Start of EXTRACTED TEXT

Distant volcano-covered world is the size of Earth
A potentially volcano-covered world
Volcanoes are common in our solar system. They are on some planets and on some of their moons. On May 17, 2023, a team of astronomers from around the world said it had discovered an Earth-sized exoplanet in a distant solar system. They said it might be covered in active, erupting volcanoes. The planet has been labeled as LP 791-18 d. It might be as volcanically active as Jupiter’s moon Io, which is the most volcanically active world in our solar system. But this new volcano-covered planet is located far beyond our solar system, some 90 light-years away. It might also have an atmosphere and water on its cooler night side.
The research team, led by graduate student Merrin Peterson at the Trottier Institute for Research on Exoplanets (iREx) at the University of Montreal, published its tantalizing peer-reviewed findings in Nature on May 17, 2023.
The discovery of this exoplanet is an extraordinary find. The similarity in the properties of LP 791-18 d and Earth as well as the prospect of detectable geological activity and volcanism on it make it a key object to better understand how terrestrial worlds form and evolve.
Meet exoplanet LP 791-18 d
LP 791-18 d orbits a red dwarf star, in the direction of our constellation Crater. The astronomers estimate it to be only slightly larger and more massive than Earth. Its density is also similar to Earth’s. The astronomers also calculated the equilibrium temperature of the planet to be 300-400 Kelvin (27-127 C or 80-260 F). The planet resides in the inner edge of the star’s habitable zone.
Unlike Earth, however, it is tidally locked, meaning that it always keeps the same side facing its star. If there was no atmosphere, then one side of the planet would be perpetually hotter than the other. But there is a good probability that the planet does have an atmosphere, given all the volcanic activity. If so, the night side may be cool enough for water to condense on the surface. Benneke explained further:
LP 791-18 d is tidally locked, which means the same side constantly faces its star. The day side would probably be too hot for liquid water to exist on the surface. But the amount of volcanic activity we suspect occurs all over the planet could sustain an atmosphere, which may allow water to condense on the night side.
The researchers say the planet’s atmosphere, if present, is likely similar to that of Earth, Venus or Titan.
Neighboring bigger planet plays a role
So, how did LP 791-18 d become so volcanically active? The researchers say that you can thank another planet in the system for that. LP 791-18 c, discovered in 2019, is farther out from the star. It’s 2.5 times the size of Earth and more than seven times its mass. This makes it either a super-Earth or a mini-Neptune. As the planet orbits, it periodically comes very close to LP 791-18 d. At their closest, the two planets are only 0.9 million miles (1.5 million km) apart, 33 times closer than Mars and Earth ever get to each other. Since it is larger and more massive than planet d, planet c exerts a strong gravitational pull on planet d.

End of EXTRACTED TEXT

• **PROBLEMS TO WORK ON**:
a) Answer these from the article on exoplanet LP 791-18 d:
(i) How many light-years away is LP 791-18 d?
(ii) Who led the research team?
(iii) How many times Earth's mass is LP 791-18 c?
b) Please copy out the passage of the article on exoplanet LP 791-18 d that opens with the words containing "The discovery of" and closes with "star’s habitable zone.".
c) Carry on with the article on exoplanet LP 791-18 d, starting right after its last sentence.
The listing after this point has nothing to do with any of this.

Start of SUPPLIED RECORDS

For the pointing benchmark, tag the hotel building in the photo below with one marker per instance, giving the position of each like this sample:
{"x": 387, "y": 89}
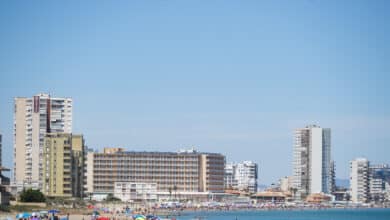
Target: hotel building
{"x": 312, "y": 160}
{"x": 181, "y": 172}
{"x": 33, "y": 118}
{"x": 63, "y": 165}
{"x": 242, "y": 176}
{"x": 359, "y": 180}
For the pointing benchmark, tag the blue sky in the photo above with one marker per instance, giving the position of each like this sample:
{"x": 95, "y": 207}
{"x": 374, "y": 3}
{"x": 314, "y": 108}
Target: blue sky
{"x": 234, "y": 77}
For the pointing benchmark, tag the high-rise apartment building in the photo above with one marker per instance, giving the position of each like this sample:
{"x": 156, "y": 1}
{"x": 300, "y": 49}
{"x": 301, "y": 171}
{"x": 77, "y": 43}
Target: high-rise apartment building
{"x": 359, "y": 180}
{"x": 312, "y": 160}
{"x": 332, "y": 176}
{"x": 63, "y": 165}
{"x": 379, "y": 179}
{"x": 33, "y": 118}
{"x": 242, "y": 176}
{"x": 185, "y": 171}
{"x": 230, "y": 176}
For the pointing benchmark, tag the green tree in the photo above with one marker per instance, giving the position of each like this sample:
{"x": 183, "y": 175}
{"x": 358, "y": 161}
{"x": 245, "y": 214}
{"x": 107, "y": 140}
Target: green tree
{"x": 32, "y": 195}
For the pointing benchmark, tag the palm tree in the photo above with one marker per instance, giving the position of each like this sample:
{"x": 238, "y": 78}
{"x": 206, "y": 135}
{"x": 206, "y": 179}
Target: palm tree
{"x": 175, "y": 189}
{"x": 170, "y": 193}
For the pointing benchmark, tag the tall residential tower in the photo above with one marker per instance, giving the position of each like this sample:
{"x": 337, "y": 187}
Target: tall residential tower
{"x": 359, "y": 180}
{"x": 312, "y": 160}
{"x": 33, "y": 118}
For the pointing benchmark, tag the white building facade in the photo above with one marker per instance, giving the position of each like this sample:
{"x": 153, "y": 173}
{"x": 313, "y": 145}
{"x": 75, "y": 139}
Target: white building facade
{"x": 312, "y": 160}
{"x": 242, "y": 176}
{"x": 135, "y": 192}
{"x": 359, "y": 180}
{"x": 33, "y": 118}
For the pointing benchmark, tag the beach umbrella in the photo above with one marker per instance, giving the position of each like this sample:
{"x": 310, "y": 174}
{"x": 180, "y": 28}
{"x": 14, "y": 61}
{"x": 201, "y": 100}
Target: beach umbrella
{"x": 53, "y": 211}
{"x": 23, "y": 215}
{"x": 139, "y": 217}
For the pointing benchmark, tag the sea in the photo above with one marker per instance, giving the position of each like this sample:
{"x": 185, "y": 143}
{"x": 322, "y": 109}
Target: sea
{"x": 337, "y": 214}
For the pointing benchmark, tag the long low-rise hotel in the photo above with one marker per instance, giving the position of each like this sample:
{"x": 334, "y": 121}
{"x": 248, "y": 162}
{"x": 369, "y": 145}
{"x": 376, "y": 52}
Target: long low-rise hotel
{"x": 174, "y": 172}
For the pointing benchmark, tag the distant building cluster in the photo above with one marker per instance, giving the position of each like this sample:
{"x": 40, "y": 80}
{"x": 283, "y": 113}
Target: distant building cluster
{"x": 49, "y": 157}
{"x": 369, "y": 183}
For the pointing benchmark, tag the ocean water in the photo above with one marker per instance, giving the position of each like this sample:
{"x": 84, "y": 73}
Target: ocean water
{"x": 357, "y": 214}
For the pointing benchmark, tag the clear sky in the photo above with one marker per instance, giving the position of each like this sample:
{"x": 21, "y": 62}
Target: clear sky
{"x": 234, "y": 77}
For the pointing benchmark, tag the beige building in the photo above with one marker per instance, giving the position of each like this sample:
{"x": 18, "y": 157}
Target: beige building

End of SUPPLIED RECORDS

• **OUTPUTS BY TASK**:
a)
(i) About 90 light-years.
(ii) Merrin Peterson, a graduate student at the Trottier Institute for Research on Exoplanets (iREx) at the University of Montreal.
(iii) More than seven times.

b)
The discovery of this exoplanet is an extraordinary find. The similarity in the properties of LP 791-18 d and Earth as well as the prospect of detectable geological activity and volcanism on it make it a key object to better understand how terrestrial worlds form and evolve.
Meet exoplanet LP 791-18 d
LP 791-18 d orbits a red dwarf star, in the direction of our constellation Crater. The astronomers estimate it to be only slightly larger and more massive than Earth. Its density is also similar to Earth’s. The astronomers also calculated the equilibrium temperature of the planet to be 300-400 Kelvin (27-127 C or 80-260 F). The planet resides in the inner edge of the star’s habitable zone.

c)
According to the new data, it’s enough to cause internal friction and heat in planet d. This could create on-going volcanic activity. This is also similar to Io, where the gravitational pull of Jupiter helps creates heat and sustain persistent volcanic eruptions. As Caroline Piaulet at iREx explained:
The significant friction generated by tidal heating in the planet is responsible for heating its interior to a considerable extent, ultimately enabling the existence of a subsurface magma ocean. In our solar system, we know that Jupiter’s moon Io is affected by Jupiter and its other moons in a similar way, and that world is the most volcanic we know.
Life on a volcano-covered world?
If LP 791-18 d is volcanically active and has an atmosphere, could it harbor life? While we have no way of knowing right now, it does seem possible. As co-author Jessie Christiansen at the NASA Exoplanet Science Institute at the California Institute of Technology (Caltech) said:
A big question in astrobiology, the field that broadly studies the origins of life on Earth and beyond, is if tectonic or volcanic activity is necessary for life. In addition to potentially providing an atmosphere, these processes could churn up materials that would otherwise sink down and get trapped in the crust, including those we think are important for life, like carbon.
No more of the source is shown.